> What is expected: Take the material below and retype it in full; pictures are left out.

[START OF Given data]

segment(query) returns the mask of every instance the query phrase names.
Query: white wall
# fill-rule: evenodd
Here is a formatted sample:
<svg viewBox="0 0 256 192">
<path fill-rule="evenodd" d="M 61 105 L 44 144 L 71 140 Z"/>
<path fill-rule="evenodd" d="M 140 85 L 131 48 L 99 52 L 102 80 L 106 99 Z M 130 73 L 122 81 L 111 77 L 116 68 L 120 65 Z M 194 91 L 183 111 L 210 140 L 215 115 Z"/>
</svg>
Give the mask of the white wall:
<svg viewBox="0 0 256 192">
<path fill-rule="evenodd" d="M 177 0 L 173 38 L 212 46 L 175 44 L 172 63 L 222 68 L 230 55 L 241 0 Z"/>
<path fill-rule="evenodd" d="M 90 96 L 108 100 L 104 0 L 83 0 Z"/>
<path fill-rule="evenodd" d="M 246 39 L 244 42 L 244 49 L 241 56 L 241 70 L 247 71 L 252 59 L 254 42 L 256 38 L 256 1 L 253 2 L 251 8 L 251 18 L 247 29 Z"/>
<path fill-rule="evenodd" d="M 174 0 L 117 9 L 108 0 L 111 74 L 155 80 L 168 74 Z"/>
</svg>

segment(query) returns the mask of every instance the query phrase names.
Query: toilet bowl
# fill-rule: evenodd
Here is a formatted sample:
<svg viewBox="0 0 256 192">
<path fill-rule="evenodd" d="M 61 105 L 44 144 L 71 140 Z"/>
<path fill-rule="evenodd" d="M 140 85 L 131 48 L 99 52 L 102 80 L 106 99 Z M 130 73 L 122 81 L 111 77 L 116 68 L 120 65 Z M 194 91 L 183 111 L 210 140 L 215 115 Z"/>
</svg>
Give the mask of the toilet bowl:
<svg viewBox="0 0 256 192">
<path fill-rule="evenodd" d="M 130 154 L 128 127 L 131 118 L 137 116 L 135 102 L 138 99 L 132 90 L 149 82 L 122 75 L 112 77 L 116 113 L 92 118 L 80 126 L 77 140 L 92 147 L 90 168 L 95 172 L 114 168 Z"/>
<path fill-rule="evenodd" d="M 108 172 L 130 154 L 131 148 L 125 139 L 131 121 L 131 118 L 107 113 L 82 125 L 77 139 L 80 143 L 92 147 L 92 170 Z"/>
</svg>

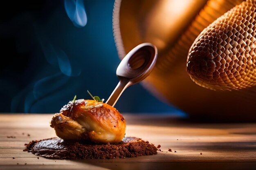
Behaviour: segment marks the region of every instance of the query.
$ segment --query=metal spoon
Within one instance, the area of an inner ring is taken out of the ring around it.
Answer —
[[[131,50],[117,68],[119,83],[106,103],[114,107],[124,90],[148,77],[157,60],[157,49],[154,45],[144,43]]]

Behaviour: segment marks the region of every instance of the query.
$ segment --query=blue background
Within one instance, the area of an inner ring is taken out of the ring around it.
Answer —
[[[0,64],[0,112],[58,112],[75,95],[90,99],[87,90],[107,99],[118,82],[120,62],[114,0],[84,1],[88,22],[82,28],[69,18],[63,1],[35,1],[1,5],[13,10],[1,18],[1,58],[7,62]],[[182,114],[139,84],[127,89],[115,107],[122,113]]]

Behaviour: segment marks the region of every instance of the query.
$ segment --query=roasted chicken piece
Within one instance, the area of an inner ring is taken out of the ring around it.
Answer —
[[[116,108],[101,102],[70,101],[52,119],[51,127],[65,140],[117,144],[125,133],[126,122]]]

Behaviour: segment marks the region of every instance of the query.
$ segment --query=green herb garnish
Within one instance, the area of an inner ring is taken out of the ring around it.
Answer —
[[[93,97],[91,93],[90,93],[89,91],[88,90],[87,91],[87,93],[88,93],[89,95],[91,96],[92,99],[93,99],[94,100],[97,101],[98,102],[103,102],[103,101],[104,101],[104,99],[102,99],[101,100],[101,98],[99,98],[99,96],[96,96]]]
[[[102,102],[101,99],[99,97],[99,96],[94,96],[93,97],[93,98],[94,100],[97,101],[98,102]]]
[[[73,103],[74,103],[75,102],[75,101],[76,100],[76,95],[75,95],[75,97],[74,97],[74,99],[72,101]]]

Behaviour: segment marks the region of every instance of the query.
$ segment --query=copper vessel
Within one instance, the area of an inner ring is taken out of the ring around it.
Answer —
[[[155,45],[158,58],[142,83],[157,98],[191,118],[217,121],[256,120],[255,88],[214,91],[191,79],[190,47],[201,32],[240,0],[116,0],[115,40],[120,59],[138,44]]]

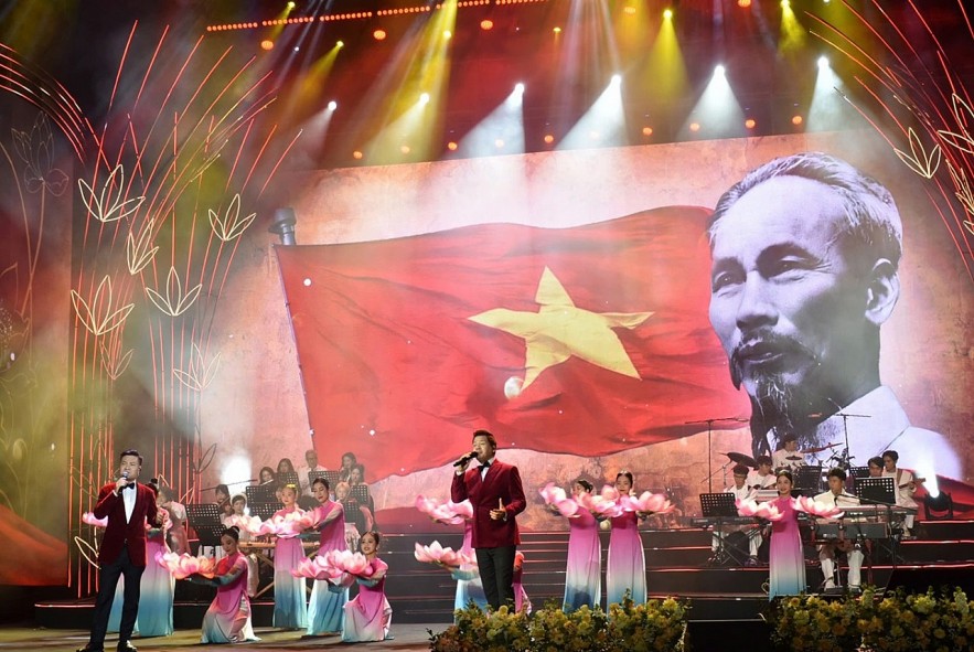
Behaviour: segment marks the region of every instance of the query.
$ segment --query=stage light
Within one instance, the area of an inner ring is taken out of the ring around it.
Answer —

[END OF Given data]

> The output:
segment(query) returns the mask of every instance the query phrase names.
Query: white wall
# fill-rule: evenodd
Here is a formatted sample:
<svg viewBox="0 0 256 192">
<path fill-rule="evenodd" d="M 61 105 L 44 144 L 71 140 Z"/>
<path fill-rule="evenodd" d="M 140 85 L 131 48 L 99 52 L 102 80 L 106 99 Z M 130 73 L 122 81 L 111 77 L 116 68 L 120 65 Z M 194 91 L 183 111 L 210 140 L 215 115 Z"/>
</svg>
Give the mask of the white wall:
<svg viewBox="0 0 256 192">
<path fill-rule="evenodd" d="M 177 0 L 173 38 L 212 46 L 175 44 L 172 63 L 222 68 L 230 55 L 241 0 Z"/>
<path fill-rule="evenodd" d="M 90 96 L 108 100 L 104 0 L 83 0 Z"/>
<path fill-rule="evenodd" d="M 246 39 L 244 42 L 244 49 L 241 56 L 241 70 L 247 71 L 252 59 L 254 42 L 256 38 L 256 1 L 253 2 L 251 8 L 251 18 L 247 29 Z"/>
<path fill-rule="evenodd" d="M 174 0 L 117 9 L 108 0 L 111 74 L 155 80 L 168 74 Z"/>
</svg>

segment(query) returns the mask of every instance the query phrase names.
Query: toilet bowl
# fill-rule: evenodd
Here is a formatted sample:
<svg viewBox="0 0 256 192">
<path fill-rule="evenodd" d="M 61 105 L 44 144 L 71 140 Z"/>
<path fill-rule="evenodd" d="M 140 85 L 131 48 L 99 52 L 102 80 L 106 99 Z M 130 73 L 122 81 L 111 77 L 116 68 L 120 65 Z M 194 91 L 183 111 L 210 140 L 215 115 Z"/>
</svg>
Give the mask of the toilet bowl:
<svg viewBox="0 0 256 192">
<path fill-rule="evenodd" d="M 130 154 L 128 127 L 131 118 L 137 116 L 135 102 L 138 99 L 132 90 L 149 82 L 122 75 L 112 77 L 116 113 L 92 118 L 80 126 L 77 140 L 92 147 L 90 168 L 95 172 L 114 168 Z"/>
<path fill-rule="evenodd" d="M 108 172 L 130 154 L 131 148 L 125 139 L 131 121 L 131 118 L 107 113 L 82 125 L 77 139 L 80 143 L 92 147 L 92 170 Z"/>
</svg>

Behaviour: segment marks the region of every instance of the query.
$ segment --query=metal spoon
Within one instance, the area of an inner ring is taken out of the ring around it.
Answer —
[[[131,50],[117,68],[119,83],[106,103],[114,107],[124,90],[148,77],[157,60],[157,49],[154,45],[144,43]]]

Behaviour: segment marks the region of every instance of the query.
$ segment --query=blue background
Within one instance, the area of an inner ring is taken out of the ring around it.
Answer —
[[[0,64],[0,112],[58,112],[75,95],[90,99],[87,90],[107,99],[118,82],[120,62],[114,0],[84,1],[88,22],[82,28],[69,18],[63,1],[35,1],[1,5],[13,10],[1,18],[1,58],[7,62]],[[182,114],[139,84],[127,89],[115,107],[122,113]]]

Behaviour: segment marks the region of every instance of the query.
$ segment --query=roasted chicken piece
Within one instance, the area of an inner ring is taken out of the ring around it.
Answer —
[[[116,108],[101,102],[70,101],[52,119],[51,127],[65,140],[117,144],[125,133],[126,122]]]

Behaviour: segment marks the region of every instance of the query.
$ segment --query=green herb garnish
Within one instance, the area of an inner ring is taken out of the ring around it.
Answer —
[[[93,97],[91,93],[90,93],[89,91],[88,90],[87,91],[87,93],[88,93],[89,95],[91,96],[92,99],[93,99],[94,100],[97,101],[98,102],[103,102],[103,101],[104,101],[104,99],[102,99],[101,100],[101,98],[99,98],[99,96],[96,96]]]
[[[102,102],[101,99],[99,97],[99,96],[94,96],[93,97],[93,98],[94,100],[97,101],[98,102]]]
[[[73,103],[74,103],[75,102],[75,101],[76,100],[76,95],[75,95],[75,97],[74,97],[74,99],[72,101]]]

Behaviour: segment marks the region of every instance of the query.
$ segment --query=copper vessel
Within one instance, the area of an inner ring is taken out of the ring around it.
Answer —
[[[155,45],[158,58],[142,83],[157,98],[191,118],[217,121],[256,120],[255,88],[214,91],[191,79],[190,47],[201,32],[240,0],[116,0],[115,40],[120,59],[138,44]]]

Behaviour: segment marks the region of every instance of the query.
$ segment --query=stage light
Within one instance, the area of an inner ring is taken out of the ring around it.
Answer —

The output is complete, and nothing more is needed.